# TASKS TO CARRY OUT
A) In the tag-pooling discussion, what is used to clone the tags?
B) From the tag-pooling discussion, extract the passage between "Yeah, so this" and "they use it).", inclusive.
C) Write the next part of the tag-pooling discussion, picking up after its final sentence.
— START TEXT PASSAGE —
Yeah, so this instance we actually use the ident.Pool to clone the tags however we aren't pooling the arrays. If we're at the point where we need to actually create tags from the tag iterator however we are putting this into a segment which we won't rotate out until it expires, so it's probably fine not to pool for the meantime (similar to when creating the series ID and tags, at that point we just allocate because it'll be around for a while and callers need to take refs to these things without fear of it being deallocated while they use it).

Yeah I don't think pooling is necessary cause these ids/tags would be retained in memory by the series (once we transfer ownership correctly). Longer term I think it'd be worthwhile to see if bulk allocating the slices helps perf but we can come back to that.
— END TEXT PASSAGE —
— START PROVIDED RECORDS —
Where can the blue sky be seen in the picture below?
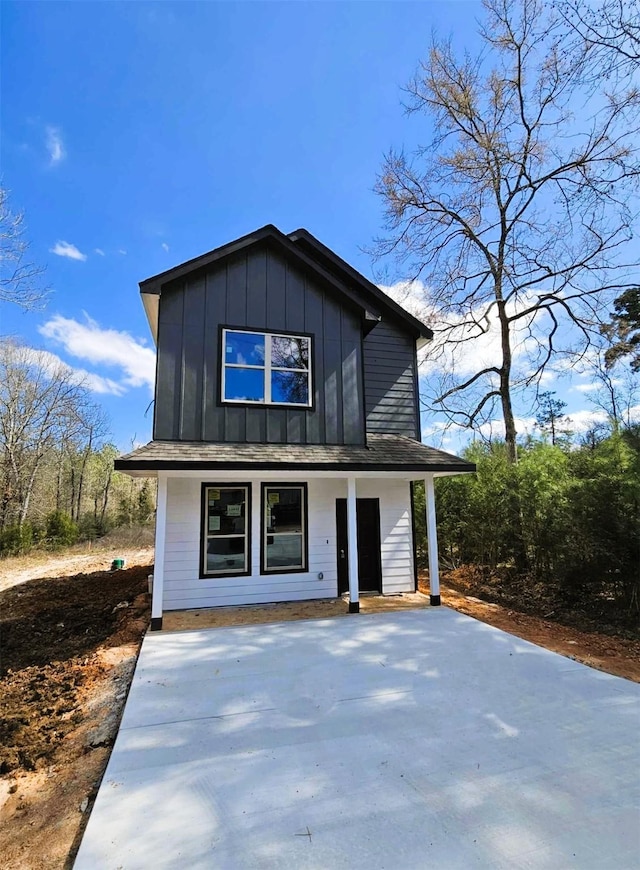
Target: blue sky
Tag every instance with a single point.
(138, 135)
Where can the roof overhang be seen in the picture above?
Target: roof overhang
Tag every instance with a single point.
(311, 256)
(384, 456)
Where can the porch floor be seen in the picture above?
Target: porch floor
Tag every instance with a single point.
(320, 608)
(392, 740)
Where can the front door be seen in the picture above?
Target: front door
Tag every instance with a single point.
(368, 522)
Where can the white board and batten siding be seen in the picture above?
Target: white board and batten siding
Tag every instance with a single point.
(185, 589)
(396, 536)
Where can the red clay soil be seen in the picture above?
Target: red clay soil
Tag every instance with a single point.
(68, 646)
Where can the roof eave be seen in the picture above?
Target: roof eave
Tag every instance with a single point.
(424, 333)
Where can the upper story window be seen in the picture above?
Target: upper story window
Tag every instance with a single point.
(266, 368)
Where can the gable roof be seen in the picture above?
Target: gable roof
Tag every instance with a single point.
(335, 264)
(310, 255)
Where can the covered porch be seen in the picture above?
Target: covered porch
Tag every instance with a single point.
(355, 521)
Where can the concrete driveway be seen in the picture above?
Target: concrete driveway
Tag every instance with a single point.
(420, 739)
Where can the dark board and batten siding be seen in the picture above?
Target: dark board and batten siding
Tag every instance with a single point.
(261, 290)
(390, 377)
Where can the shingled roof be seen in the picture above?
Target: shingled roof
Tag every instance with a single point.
(392, 453)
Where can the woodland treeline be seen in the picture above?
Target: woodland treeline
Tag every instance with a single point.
(58, 484)
(560, 526)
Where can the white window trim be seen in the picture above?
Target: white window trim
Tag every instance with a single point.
(227, 572)
(278, 569)
(267, 368)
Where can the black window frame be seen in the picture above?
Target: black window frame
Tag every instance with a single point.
(284, 333)
(305, 527)
(208, 575)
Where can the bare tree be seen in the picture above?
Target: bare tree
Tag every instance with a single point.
(608, 30)
(39, 403)
(20, 279)
(516, 216)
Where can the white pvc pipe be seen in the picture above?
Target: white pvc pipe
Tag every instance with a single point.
(432, 540)
(352, 537)
(158, 566)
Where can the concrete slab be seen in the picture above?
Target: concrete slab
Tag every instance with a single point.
(401, 740)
— END PROVIDED RECORDS —
# RESULTS
A) The ident.Pool.

B)
Yeah, so this instance we actually use the ident.Pool to clone the tags however we aren't pooling the arrays. If we're at the point where we need to actually create tags from the tag iterator however we are putting this into a segment which we won't rotate out until it expires, so it's probably fine not to pool for the meantime (similar to when creating the series ID and tags, at that point we just allocate because it'll be around for a while and callers need to take refs to these things without fear of it being deallocated while they use it).

C)
richardartoul · 2018-05-07T17:52:32Z

storage/bootstrap/bootstrapper/fs/source.go

+				s.log.Errorf("unable to create index segment: %v", err)
+				hasError = true
+			}
+		default:


richardartoul · 2018-05-07T17:57:00Z

storage/bootstrap/bootstrapper/fs/source.go

-			xlog.NewField("namespace", nsID.String()),
-		).Infof("filesystem bootstrapper resolving block retriever")
+	if run == bootstrapDataRunType {
+		// NB(r): We can only need to cache shard indices and possibly shortcut


This looks like one of the few big code blocks that would be easy to factor out into a method since it doesn't modify any other function state except the blockRetriever (which it could return).

Also, its ok that the blockRetriever is always nil in the index case yeah?

This comment is a little confusing as well.

Maybe something like: "We only need to cache shard indices and marks blocks as fulfilled when bootstrapping data, because the data can be retrieved lazily from disk during reads. On the other hand, if we're bootstrapping the index then we need to rebuild it from scratch by reading all the IDs/tags"

Fair, I can refactor into a method and update the comment.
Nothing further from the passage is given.